■ Complete the following:
**A)** In the article on drought and wheat disease risk, what did the drought destroy that the leaf curl mite needs to survive and spread the virus?
**B)** Continue the article on drought and wheat disease risk from its last sentence.

■ Provided passage:
Start of Block

Drought reduces wheat disease risk

MEDICINE HAT, Alta. — There may be a silver lining in the cloud of the 2017 drought in much of southern Alberta and Saskatchewan.

It has probably reduced the likelihood that wheat streak mosaic virus will be a problem in 2018.

Mary Burrows, a plant pathologist at Montana State University and an expert on the virus, said the drought destroyed the “green bridge” that the leaf curl mite needs to survive and spread the virus.

“In Montana, I would say our risk is really, really low and I think the Alberta-Saskatchewan risk is probably pretty low too because they had the same drought,” said Burrows in an interview at the Farming Smarter Cypress Conference in late October.

“Mostly it’s weather dependent in the fall and whether the weather conditions, moisture and temperature, are conducive to growth and reproduction of the mite, is what we’re finding.”

Burrows said potential was high in Montana for a major outbreak in the 2017 crop year.

Planting and emergence of winter wheat was ahead of the five-year average leading into the growing season and there were plenty of herbicide resistant weeds around to serve as alternative hosts for the leaf curl mite.

End of Block

■ Collected data:
Start of Block

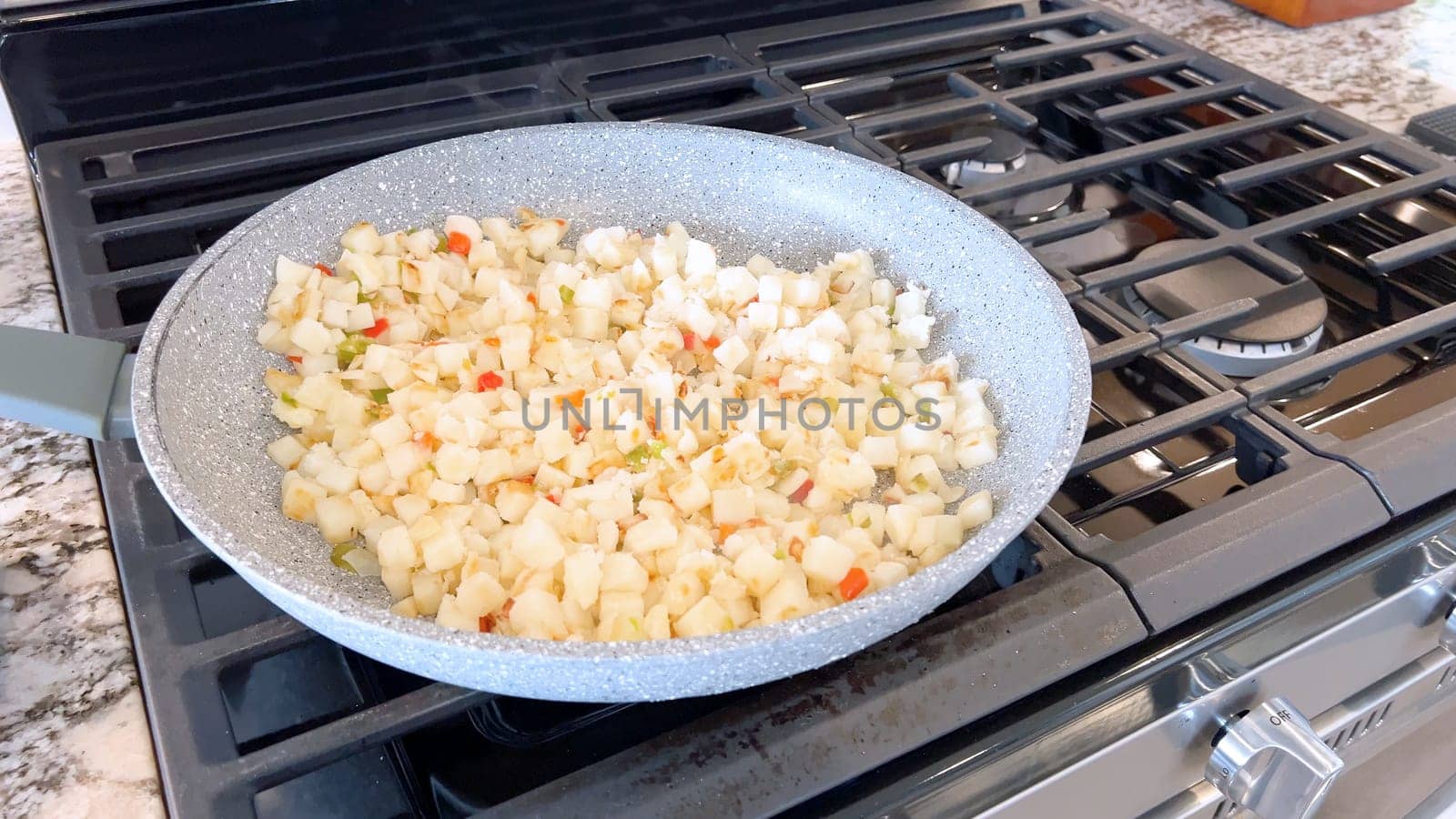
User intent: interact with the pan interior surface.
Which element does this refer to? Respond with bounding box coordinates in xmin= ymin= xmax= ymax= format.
xmin=133 ymin=123 xmax=1089 ymax=701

End of Block

■ Responses for each task:
**A)** The "green bridge."

**B)**
Then came the drought. No crop. No wheat streak mosaic virus.

Whether or not the virus is a factor next year, it is becoming more prevalent and more severe when conditions do allow it to strike, said Burrows.

Leaf curl mites, which are about the size of a dust speck, can transmit triticum mosaic and High Plains virus, in addition to wheat streak mosaic. Joint infections of all three are now common, according to surveys from 2015-16.

“The situation has changed from having barely any … we have them very commonly now and there are two or three viruses in every plant.”

Controls options are limited.

“There really is no chemical option … and the chemicals people do use are probably harming their beneficials. We’re doing some insecticide trials this year and looking at the beneficials and the pests as well in response to the insecticides. We’re still waiting on those results.”

Burrows said a devastating outbreak of wheat streak mosaic virus in 2015-16 was caused by several factors, among them widespread hail, well-above-average rainfall and an extended fall without frost.

The low value of wheat at the time, plus hail damage, led farmers to graze their wheat, allowing a green bridge for the virus-carrying mites to survive.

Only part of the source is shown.